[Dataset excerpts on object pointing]
********

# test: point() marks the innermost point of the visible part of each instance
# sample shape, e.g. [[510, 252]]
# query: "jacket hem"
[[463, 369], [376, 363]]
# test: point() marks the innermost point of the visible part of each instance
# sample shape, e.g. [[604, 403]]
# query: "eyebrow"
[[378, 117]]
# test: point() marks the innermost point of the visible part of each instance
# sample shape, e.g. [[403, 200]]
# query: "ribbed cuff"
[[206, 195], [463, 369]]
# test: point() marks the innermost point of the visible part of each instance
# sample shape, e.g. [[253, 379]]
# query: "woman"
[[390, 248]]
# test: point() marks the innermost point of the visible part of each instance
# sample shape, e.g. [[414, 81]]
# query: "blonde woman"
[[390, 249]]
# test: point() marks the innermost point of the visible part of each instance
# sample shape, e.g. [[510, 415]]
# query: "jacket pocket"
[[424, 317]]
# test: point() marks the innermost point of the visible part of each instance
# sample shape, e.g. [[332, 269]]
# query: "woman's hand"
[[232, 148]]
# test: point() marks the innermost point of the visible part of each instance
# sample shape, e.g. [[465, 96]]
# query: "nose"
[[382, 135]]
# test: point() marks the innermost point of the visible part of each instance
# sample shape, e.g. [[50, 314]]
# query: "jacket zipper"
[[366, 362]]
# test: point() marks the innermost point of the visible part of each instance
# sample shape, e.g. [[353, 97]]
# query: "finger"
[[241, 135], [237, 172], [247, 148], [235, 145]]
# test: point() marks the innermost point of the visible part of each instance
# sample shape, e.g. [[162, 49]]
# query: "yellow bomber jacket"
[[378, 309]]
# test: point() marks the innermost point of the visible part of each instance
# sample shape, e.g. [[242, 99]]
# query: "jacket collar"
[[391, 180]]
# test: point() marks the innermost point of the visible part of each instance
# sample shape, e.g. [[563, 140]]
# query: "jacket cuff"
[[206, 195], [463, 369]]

********

▶ [Exercise goal] Return every line of the data above unchanged and in the same order.

▶ [Reply]
# test: point() marks the innermost point of the visible part of each instance
# sample shape, e.g. [[510, 252]]
# query: "jacket hem"
[[463, 369], [376, 363]]
# test: point() marks the innermost point of the visible part of each instance
# sample shape, e.g. [[604, 403]]
# query: "eyebrow"
[[378, 117]]
# test: point() marks the innermost point of the visible part of each instance
# sample shape, e.g. [[403, 200]]
# query: "ribbed cuff"
[[206, 195], [463, 369]]
# test: point() marks the innermost point of the visible part of each instance
# sample shape, e.g. [[253, 379]]
# query: "woman"
[[390, 248]]
# test: point() marks the innermost point of the visible part of each instance
# sample shape, e.g. [[414, 81]]
# query: "blonde woman"
[[390, 249]]
# test: point() marks the innermost point of the visible part of each instance
# sample shape, e.g. [[510, 415]]
# query: "jacket pocket"
[[424, 317]]
# test: point() marks the innermost point of the visible part of each instance
# sample shape, e.g. [[332, 269]]
# query: "woman's hand"
[[232, 148]]
# test: point() marks the innermost point of the visible part of each instance
# sample shape, e.g. [[465, 96]]
# query: "nose"
[[382, 135]]
# test: point() marks the innermost point of the visible part of each instance
# sample shape, e.g. [[50, 314]]
# query: "jacket zipper"
[[366, 362]]
# test: point() marks the innermost point of the visible part of each instance
# sample shape, e.g. [[353, 97]]
# query: "finger"
[[241, 135], [237, 172], [247, 148], [235, 145]]
# test: point() marks the innermost point of the visible part of each instance
# sample shape, e.g. [[162, 49]]
# query: "yellow bomber jacket"
[[378, 309]]
# test: point() marks the innermost point of the visible part of each instance
# sample shape, e.g. [[242, 99]]
# query: "jacket collar"
[[391, 180]]
# test: point() marks the innermost point of the visible part of each instance
# sample shape, e.g. [[563, 140]]
# query: "jacket cuff"
[[206, 195], [463, 369]]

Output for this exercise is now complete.